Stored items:
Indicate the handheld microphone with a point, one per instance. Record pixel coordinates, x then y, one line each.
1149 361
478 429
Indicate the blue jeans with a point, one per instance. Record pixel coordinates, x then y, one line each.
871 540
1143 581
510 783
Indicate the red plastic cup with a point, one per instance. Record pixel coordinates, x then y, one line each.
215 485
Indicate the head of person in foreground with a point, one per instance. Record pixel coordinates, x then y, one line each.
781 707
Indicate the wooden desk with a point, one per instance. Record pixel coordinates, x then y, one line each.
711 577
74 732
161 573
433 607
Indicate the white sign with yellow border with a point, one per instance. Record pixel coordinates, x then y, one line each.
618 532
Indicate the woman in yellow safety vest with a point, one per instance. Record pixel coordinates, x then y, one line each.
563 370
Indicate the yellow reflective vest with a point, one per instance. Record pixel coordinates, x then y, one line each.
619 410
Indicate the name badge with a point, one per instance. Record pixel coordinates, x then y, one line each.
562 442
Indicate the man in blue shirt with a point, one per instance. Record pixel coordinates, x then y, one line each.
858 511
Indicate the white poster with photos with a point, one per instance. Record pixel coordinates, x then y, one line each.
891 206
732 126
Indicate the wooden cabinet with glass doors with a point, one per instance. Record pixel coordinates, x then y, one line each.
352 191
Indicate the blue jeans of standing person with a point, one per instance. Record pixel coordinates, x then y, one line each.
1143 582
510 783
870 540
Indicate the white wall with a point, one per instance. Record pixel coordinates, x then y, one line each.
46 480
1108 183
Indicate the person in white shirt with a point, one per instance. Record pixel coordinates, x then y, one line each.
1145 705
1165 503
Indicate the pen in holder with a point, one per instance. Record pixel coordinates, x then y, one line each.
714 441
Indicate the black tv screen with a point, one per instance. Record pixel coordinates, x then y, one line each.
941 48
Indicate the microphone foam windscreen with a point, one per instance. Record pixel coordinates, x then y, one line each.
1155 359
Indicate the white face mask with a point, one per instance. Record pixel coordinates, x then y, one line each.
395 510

Written task. From the line with "Indicate the black" through the end of the records, rewrite every line, multiplying each coordinate by 2.3 and rounding to the nearest whole number, halves up. Keep all other lines unchanged.

Expected answer.
Indicate the black tv screen with a point, one per instance. Record pixel coordinates, x then y, one line each.
2164 110
Indicate the microphone foam windscreen with a point, one per instance. Record pixel coordinates, x then y, one line each.
2657 826
Indicate the white face mask with a point, one per instance. Record pixel coordinates, x then y, one line each.
909 1173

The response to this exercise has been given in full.